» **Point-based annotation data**
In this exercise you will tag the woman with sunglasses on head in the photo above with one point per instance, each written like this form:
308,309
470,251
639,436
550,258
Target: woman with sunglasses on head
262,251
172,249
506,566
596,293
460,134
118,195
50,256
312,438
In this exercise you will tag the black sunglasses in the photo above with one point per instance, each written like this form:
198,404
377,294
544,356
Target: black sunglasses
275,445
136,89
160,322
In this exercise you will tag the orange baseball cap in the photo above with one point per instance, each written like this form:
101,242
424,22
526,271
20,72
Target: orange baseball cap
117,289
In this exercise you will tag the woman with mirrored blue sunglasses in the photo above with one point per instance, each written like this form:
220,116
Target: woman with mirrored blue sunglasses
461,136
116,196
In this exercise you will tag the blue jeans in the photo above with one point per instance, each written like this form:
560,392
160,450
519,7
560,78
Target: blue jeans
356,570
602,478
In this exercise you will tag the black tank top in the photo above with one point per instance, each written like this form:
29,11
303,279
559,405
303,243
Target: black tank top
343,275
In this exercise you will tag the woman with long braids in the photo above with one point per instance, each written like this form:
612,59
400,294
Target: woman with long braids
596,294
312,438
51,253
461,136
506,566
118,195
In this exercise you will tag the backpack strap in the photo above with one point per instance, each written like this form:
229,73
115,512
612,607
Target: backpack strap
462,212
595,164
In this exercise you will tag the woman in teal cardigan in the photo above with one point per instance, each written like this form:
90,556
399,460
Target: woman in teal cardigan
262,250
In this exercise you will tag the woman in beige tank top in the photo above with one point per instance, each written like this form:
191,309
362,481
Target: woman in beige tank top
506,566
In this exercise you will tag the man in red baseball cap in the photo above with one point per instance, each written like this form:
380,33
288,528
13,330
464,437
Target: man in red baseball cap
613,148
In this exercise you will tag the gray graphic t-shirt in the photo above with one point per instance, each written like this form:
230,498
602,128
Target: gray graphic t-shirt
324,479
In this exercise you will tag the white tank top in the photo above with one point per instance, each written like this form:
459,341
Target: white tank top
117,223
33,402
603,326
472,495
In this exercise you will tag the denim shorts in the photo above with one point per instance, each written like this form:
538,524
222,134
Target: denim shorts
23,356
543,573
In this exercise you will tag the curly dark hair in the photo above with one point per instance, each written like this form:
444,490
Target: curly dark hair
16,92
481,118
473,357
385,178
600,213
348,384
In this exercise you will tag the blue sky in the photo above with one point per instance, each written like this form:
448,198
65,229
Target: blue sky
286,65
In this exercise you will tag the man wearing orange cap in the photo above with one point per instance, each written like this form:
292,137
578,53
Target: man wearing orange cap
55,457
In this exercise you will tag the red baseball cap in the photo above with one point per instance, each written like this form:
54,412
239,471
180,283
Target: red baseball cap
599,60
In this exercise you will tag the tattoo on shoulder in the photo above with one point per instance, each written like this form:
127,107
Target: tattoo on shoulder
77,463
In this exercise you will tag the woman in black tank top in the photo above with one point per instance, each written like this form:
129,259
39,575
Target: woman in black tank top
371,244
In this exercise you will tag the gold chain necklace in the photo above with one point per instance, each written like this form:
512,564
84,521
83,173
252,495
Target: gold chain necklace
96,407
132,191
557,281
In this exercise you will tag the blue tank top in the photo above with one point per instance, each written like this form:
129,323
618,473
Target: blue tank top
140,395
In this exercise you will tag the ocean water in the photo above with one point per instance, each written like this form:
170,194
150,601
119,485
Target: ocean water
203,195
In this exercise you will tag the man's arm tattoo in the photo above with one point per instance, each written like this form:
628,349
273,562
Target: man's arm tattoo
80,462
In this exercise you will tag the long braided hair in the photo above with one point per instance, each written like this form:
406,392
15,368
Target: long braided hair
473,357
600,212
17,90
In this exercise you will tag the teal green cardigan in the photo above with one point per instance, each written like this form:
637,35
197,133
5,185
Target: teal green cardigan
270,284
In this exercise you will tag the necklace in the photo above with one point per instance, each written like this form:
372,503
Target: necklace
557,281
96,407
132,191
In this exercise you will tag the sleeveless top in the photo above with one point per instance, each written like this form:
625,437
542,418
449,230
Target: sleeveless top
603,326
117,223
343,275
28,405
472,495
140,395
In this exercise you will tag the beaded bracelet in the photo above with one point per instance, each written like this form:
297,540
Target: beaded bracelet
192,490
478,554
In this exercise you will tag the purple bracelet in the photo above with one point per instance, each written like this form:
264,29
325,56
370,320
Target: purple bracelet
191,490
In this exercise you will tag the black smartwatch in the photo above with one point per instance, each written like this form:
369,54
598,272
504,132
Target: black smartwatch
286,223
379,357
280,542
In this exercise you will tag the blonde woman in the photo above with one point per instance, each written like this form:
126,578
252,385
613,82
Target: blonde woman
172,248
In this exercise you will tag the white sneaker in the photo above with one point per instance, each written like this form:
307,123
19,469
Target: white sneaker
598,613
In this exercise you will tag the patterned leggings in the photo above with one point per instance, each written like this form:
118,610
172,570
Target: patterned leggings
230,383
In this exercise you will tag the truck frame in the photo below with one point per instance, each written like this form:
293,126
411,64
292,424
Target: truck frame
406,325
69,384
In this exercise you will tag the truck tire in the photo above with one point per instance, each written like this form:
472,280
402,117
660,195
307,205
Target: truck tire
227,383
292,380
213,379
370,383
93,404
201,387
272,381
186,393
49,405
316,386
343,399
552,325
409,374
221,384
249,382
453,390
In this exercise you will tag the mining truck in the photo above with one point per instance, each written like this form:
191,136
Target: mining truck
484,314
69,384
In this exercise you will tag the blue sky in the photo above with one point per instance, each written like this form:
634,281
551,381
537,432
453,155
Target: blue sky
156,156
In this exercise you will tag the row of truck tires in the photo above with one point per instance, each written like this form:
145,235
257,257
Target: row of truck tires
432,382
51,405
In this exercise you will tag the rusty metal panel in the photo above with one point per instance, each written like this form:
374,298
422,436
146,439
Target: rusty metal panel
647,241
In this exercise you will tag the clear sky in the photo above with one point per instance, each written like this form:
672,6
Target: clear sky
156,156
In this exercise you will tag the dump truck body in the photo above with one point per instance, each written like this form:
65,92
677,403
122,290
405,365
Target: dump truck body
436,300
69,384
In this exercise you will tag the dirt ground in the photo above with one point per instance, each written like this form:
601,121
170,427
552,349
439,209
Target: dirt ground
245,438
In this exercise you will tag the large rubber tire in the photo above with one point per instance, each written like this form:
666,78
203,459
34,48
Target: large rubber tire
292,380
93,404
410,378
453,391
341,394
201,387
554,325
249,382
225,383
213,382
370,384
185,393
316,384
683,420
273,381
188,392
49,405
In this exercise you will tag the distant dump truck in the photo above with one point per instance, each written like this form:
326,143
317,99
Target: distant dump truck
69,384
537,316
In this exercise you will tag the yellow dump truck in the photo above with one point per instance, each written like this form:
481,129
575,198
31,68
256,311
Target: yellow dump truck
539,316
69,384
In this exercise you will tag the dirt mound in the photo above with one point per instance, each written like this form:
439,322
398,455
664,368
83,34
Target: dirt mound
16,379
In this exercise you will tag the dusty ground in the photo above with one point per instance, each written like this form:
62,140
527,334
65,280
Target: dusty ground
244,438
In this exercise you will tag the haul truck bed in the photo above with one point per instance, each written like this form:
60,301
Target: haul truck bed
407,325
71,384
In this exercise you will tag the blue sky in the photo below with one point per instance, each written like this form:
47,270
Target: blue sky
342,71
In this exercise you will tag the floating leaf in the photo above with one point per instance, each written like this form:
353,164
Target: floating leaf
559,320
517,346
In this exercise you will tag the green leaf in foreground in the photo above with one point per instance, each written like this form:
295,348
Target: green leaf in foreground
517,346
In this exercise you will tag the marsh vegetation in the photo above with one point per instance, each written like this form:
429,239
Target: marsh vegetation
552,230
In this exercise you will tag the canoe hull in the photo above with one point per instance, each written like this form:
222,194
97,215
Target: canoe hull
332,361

» **DIRECTIONS**
Give the material above again, word for word.

» **REPLY TO THE TASK**
In this exercise you will tag the woman with sunglasses on head in the photo above with one point per instance, each written like this form:
308,309
470,251
639,436
550,258
Target: woman with sunglasses on head
262,251
172,249
506,566
596,293
460,134
118,195
50,256
312,438
In this exercise you will tag the black sunglasses in the photo above with one point per instance, each written like this form:
198,404
377,294
544,356
Target: black sunglasses
275,445
136,89
160,322
In this exercise you will tag the orange baseball cap in the photo above with one point per instance, each written like this form:
101,242
424,22
526,271
20,72
Target: orange baseball cap
117,289
In this exercise you will tag the woman with mirrored blue sunglasses in the photo above with one point per instance, each written like this form:
220,116
Target: woman with mirrored blue sunglasses
461,136
116,196
In this exercise you will tag the blue jeans in the photo above with one point per instance, each written like this form:
560,392
160,450
519,7
560,78
Target: blue jeans
356,570
602,478
In this exercise you will tag the black tank top in the photo above with one point per instance, each written like this form:
29,11
303,279
559,405
303,243
Target: black tank top
343,275
In this exercise you will tag the woman with long braids in the photo above with one point per instance, each written like this form:
612,59
400,294
Target: woman with long braids
596,294
312,438
51,253
461,136
506,566
118,195
In this exercise you will tag the backpack strap in the photo above with one point per instance, each written like this form:
229,73
115,512
612,607
Target: backpack strap
462,212
595,164
In this exercise you will tag the woman in teal cardigan in the photo above with one point per instance, each written like this form:
90,556
399,460
Target: woman in teal cardigan
262,250
In this exercise you will tag the woman in beige tank top in the photo above with one point per instance, each written like this form:
191,309
362,481
Target: woman in beige tank top
506,566
In this exercise you will tag the man in red baseball cap in the photo above with one point per instance, each written like this form:
380,33
288,528
13,330
464,437
Target: man in red baseball cap
613,148
In this exercise you will tag the gray graphic t-shirt in the photo above with one point per instance, each written like this form:
230,498
602,128
Target: gray graphic t-shirt
324,479
In this exercise you will tag the white tank top in the photo above with one point per instance, each written like this form:
459,341
Target: white tank top
117,223
33,402
603,326
472,495
In this exercise you will tag the denim shorts in the photo above with one point per instance, each written like this form:
538,524
222,134
Target: denim shorts
23,356
543,573
In this exercise you will tag the curly dark hair in the photo above with one point per instance, each written like this form:
444,490
Target: curly dark hair
16,92
481,118
473,357
385,178
600,213
348,384
In this exercise you will tag the blue sky in the photo above with one point per instance, each written like this form:
448,198
65,229
Target: blue sky
286,65
In this exercise you will tag the man wearing orange cap in the photo above with one point per instance, each written like this form:
292,137
578,53
Target: man wearing orange cap
55,457
In this exercise you will tag the red baseball cap in the photo above with one point per instance, each written like this form:
54,412
239,471
180,283
Target: red baseball cap
599,60
In this exercise you will tag the tattoo on shoulder in the photo above with one point per instance, each written like this form:
127,107
Target: tattoo on shoulder
77,463
In this exercise you will tag the woman in black tank top in the photo above with one point per instance, each written like this form:
129,259
39,575
Target: woman in black tank top
371,244
In this exercise you will tag the gold chain necklace in the photo above with one point per instance, each written like this form:
512,564
84,521
83,173
252,495
Target: gold chain necklace
96,407
132,191
557,281
In this exercise you will tag the blue tank top in the photo above with one point per instance, each written like this form:
129,323
618,473
Target: blue tank top
140,395
In this exercise you will tag the ocean water in the photo above with one point per instance, each written like this form:
170,194
150,601
119,485
Target: ocean water
203,195
In this exercise you will tag the man's arm tattoo in the photo above with one point per instance, each written like this form:
628,349
273,562
Target: man's arm tattoo
80,462
In this exercise you will tag the long braided hair in the photo above with one point per instance, each written like this form:
406,392
15,368
Target: long braided hair
473,357
600,212
17,90
In this exercise you will tag the teal green cardigan in the photo above with one point per instance, each written like this form:
637,35
197,133
5,185
Target: teal green cardigan
270,284
In this exercise you will tag the necklace in the photo above with one point per instance, each written like this form:
372,503
Target: necklace
557,281
96,407
132,191
In this exercise you will tag the sleeveless top in the photo above with one point per instance, each written like this form:
625,437
542,418
449,230
Target: sleeveless top
603,326
117,223
343,275
28,405
472,495
140,395
In this exercise you will tag the beaded bracelet in the photo above with one point per instance, each written like this form:
297,540
Target: beaded bracelet
192,490
478,554
In this exercise you will tag the purple bracelet in the photo above with one point per instance, each written like this form:
264,29
325,56
370,320
Target: purple bracelet
191,490
In this exercise you will tag the black smartwatch in the photo above with one point per instance, each written like this form:
369,54
598,272
504,132
Target: black smartwatch
286,223
379,357
280,542
In this exercise you will tag the blonde woman in the photo above with one point per instance, each written like this form:
126,578
252,385
613,82
Target: blonde woman
172,248
In this exercise you will tag the white sneaker in the photo above with one point per instance, each written like this form:
307,123
19,469
Target: white sneaker
598,613
In this exercise you will tag the patterned leggings in the photo above with one point per instance, each written like this form:
118,610
172,570
Target: patterned leggings
230,383
In this exercise you will tag the truck frame in the photo below with one point per instance, each written like this form:
293,126
411,64
292,424
Target: truck frame
406,325
69,384
In this exercise you will tag the truck tire in the photo above with one point per instance, each written like this form:
472,280
402,117
660,195
307,205
Target: truck tire
227,383
292,380
213,379
370,383
93,404
201,387
272,381
186,393
49,405
316,386
343,399
552,325
409,374
221,384
249,382
453,390
In this exercise you will tag the mining truck in the photo above with one point per instance, each written like this form:
191,136
Target: mining truck
484,314
69,384
In this exercise you will tag the blue sky in the photo above with one point per instance, each written like this form:
634,281
551,381
537,432
453,155
Target: blue sky
156,156
In this exercise you will tag the row of truck tires in the photo above with one point per instance, each written like this form:
145,235
257,257
Target: row of truck tires
432,382
51,405
In this exercise you will tag the rusty metal panel in the photo above with one point per instance, each written like this form:
374,298
422,436
146,439
Target: rusty metal panel
647,241
In this exercise you will tag the clear sky in the photo above with one point per instance, each written like this form:
672,6
Target: clear sky
156,156
In this exercise you will tag the dump truck body in the photo above with one point per instance, each written like this form:
65,92
677,403
122,290
405,365
Target: dump truck body
436,300
69,384
In this exercise you will tag the dirt ground in the photo above with one point per instance, each written like this form:
601,121
170,427
552,349
439,209
Target: dirt ground
245,438
In this exercise you will tag the large rubber tire in the photo above with one point per instance, each written like this form:
666,78
203,459
34,48
Target: large rubber tire
292,380
93,404
410,378
453,391
341,394
201,387
554,325
249,382
225,383
213,382
370,384
185,393
316,384
683,420
273,381
188,392
49,405
In this exercise you will tag the distant dump truck in the photo above with one point per instance, each written like this form:
326,143
317,99
Target: distant dump truck
69,384
537,316
In this exercise you will tag the yellow dump truck in the photo above with one point per instance, each written like this form:
481,129
575,198
31,68
256,311
Target: yellow dump truck
539,316
69,384
In this exercise you will tag the dirt mound in the photo above with one point per instance, each written like this form:
439,322
398,455
664,368
83,34
Target: dirt mound
16,379
In this exercise you will tag the dusty ground in the photo above with one point per instance, each written like this form:
62,140
527,334
65,280
Target: dusty ground
244,438
In this exercise you will tag the haul truck bed in the photo above with one point per instance, each written like this form:
60,301
Target: haul truck bed
407,325
71,384
In this exercise you will tag the blue sky in the photo below with one point per instance, each written like this form:
47,270
Target: blue sky
342,71
In this exercise you will tag the floating leaf in the photo above with one point per instance, each written like this form:
353,164
Target: floating leaf
559,320
517,346
In this exercise you will tag the green leaf in foreground in the photo above with one point per instance, each written like this form:
295,348
Target: green leaf in foreground
517,346
In this exercise you will tag the marsh vegetation in the photo above with one point per instance, each written like this form:
429,239
Target: marsh vegetation
552,230
In this exercise you will tag the canoe hull in the photo above with one point per instance, each written like this form:
222,194
97,215
Target: canoe hull
332,361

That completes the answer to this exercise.